### What is being asked
Format the lines of the items below as a numbered list, from the line containing "Target: ceiling spotlight" through the last line of the items, leaving out any blank lines.

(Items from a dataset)
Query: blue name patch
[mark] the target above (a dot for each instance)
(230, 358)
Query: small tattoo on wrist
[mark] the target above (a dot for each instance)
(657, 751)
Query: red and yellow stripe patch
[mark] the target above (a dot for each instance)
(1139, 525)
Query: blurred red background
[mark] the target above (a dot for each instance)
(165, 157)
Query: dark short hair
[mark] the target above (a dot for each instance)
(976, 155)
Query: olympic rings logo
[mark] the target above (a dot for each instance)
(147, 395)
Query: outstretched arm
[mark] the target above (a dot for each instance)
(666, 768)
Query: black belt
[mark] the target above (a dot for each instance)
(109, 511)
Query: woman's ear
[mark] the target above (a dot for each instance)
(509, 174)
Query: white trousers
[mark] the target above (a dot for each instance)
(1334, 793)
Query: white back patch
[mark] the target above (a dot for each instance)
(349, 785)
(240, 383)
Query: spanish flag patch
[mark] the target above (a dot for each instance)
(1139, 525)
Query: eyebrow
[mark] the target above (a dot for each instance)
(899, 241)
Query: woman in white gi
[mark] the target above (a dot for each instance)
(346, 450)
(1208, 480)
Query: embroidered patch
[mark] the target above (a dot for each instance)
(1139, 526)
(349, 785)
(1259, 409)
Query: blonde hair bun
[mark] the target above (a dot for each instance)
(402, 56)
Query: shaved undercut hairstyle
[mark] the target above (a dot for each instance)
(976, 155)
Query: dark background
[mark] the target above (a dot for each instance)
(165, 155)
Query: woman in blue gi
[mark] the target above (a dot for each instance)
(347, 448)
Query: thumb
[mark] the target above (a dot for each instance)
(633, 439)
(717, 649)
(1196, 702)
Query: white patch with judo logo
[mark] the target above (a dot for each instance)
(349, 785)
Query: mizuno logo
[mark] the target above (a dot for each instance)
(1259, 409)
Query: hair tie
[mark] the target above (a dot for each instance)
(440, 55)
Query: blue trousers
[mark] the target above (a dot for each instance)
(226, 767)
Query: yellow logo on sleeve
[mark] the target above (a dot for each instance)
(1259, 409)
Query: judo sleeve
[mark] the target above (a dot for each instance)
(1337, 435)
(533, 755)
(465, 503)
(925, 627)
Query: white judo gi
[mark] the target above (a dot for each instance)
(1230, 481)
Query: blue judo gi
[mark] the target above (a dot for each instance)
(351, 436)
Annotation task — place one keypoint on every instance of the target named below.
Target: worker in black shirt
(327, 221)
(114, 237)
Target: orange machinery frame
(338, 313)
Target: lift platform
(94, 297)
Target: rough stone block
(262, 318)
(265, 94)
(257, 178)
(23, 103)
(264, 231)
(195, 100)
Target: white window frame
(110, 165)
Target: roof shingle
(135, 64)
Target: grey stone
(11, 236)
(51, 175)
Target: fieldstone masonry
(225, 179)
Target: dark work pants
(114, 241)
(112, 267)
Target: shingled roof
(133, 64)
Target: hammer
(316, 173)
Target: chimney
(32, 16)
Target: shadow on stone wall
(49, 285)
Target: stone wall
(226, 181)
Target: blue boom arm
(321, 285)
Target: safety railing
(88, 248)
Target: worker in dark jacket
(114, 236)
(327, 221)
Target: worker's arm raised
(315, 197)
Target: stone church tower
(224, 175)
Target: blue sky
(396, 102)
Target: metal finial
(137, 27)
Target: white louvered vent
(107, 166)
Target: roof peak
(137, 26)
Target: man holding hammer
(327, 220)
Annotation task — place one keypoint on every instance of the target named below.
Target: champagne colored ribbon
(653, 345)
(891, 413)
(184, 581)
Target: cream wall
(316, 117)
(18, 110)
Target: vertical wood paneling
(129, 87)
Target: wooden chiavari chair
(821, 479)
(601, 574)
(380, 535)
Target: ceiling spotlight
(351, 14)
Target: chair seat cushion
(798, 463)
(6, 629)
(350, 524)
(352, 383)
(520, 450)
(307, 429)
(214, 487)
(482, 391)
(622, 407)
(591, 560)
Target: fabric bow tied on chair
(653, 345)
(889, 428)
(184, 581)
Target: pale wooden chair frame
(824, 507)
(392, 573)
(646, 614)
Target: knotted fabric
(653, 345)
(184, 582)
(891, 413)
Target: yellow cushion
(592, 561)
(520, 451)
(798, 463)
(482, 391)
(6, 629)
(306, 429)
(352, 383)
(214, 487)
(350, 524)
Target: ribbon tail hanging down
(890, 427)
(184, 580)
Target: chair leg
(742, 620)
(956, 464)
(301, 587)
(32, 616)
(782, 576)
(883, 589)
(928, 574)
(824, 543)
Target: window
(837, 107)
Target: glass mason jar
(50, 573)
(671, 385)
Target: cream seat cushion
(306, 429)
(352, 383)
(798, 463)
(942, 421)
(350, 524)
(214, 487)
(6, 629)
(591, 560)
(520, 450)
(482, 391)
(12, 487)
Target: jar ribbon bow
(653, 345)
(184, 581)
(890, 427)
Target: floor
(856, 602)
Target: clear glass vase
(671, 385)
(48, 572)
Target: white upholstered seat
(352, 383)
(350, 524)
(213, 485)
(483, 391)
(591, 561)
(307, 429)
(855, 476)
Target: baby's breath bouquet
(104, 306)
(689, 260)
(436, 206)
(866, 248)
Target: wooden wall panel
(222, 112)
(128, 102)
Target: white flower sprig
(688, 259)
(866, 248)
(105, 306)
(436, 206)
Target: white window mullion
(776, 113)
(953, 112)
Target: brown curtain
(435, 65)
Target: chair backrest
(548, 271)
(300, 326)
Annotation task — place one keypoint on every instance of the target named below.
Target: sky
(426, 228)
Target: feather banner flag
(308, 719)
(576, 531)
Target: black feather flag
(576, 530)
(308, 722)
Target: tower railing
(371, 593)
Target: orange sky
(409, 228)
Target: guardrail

### Full response
1. Target: ceiling spotlight
2. (351, 14)
3. Target: chair seat cushion
4. (798, 463)
5. (6, 629)
6. (350, 524)
7. (352, 383)
8. (520, 450)
9. (307, 429)
10. (214, 487)
11. (482, 391)
12. (622, 407)
13. (591, 560)
14. Target: fabric bow tied on chair
15. (653, 345)
16. (889, 428)
17. (184, 581)
18. Target: pale wooden chair frame
19. (824, 507)
20. (392, 573)
21. (646, 614)
22. Target: knotted fabric
23. (653, 345)
24. (184, 582)
25. (891, 413)
26. Target: yellow cushion
27. (592, 561)
28. (520, 451)
29. (798, 463)
30. (482, 391)
31. (6, 629)
32. (306, 429)
33. (352, 383)
34. (214, 487)
35. (350, 524)
36. Target: ribbon tail hanging down
37. (890, 427)
38. (184, 580)
39. Target: chair leg
40. (742, 620)
41. (956, 464)
42. (301, 587)
43. (32, 616)
44. (782, 576)
45. (883, 589)
46. (928, 574)
47. (824, 543)
48. Target: window
49. (837, 107)
50. Target: glass mason jar
51. (50, 573)
52. (671, 385)
53. Target: cream seat cushion
54. (306, 429)
55. (352, 383)
56. (798, 463)
57. (942, 421)
58. (350, 524)
59. (214, 487)
60. (6, 629)
61. (591, 560)
62. (520, 450)
63. (482, 391)
64. (12, 487)
65. Target: jar ribbon bow
66. (653, 345)
67. (184, 581)
68. (890, 427)
69. Target: floor
70. (856, 602)
71. Target: clear glass vase
72. (671, 385)
73. (48, 572)
74. Target: white upholstered seat
75. (352, 383)
76. (350, 524)
77. (213, 485)
78. (483, 391)
79. (591, 561)
80. (307, 429)
81. (855, 476)
82. Target: baby's breath bouquet
83. (104, 306)
84. (689, 260)
85. (436, 206)
86. (866, 248)
87. Target: wooden wall panel
88. (222, 112)
89. (128, 102)
90. Target: white flower sprig
91. (688, 259)
92. (866, 248)
93. (105, 306)
94. (436, 206)
95. Target: white window mullion
96. (776, 113)
97. (953, 112)
98. Target: brown curtain
99. (435, 65)
100. Target: chair backrest
101. (548, 271)
102. (300, 326)
103. Annotation task — place one keypoint on every instance of the target named below.
104. Target: sky
105. (426, 228)
106. Target: feather banner flag
107. (308, 719)
108. (576, 531)
109. Target: black feather flag
110. (576, 530)
111. (308, 722)
112. Target: tower railing
113. (371, 593)
114. Target: orange sky
115. (409, 228)
116. Target: guardrail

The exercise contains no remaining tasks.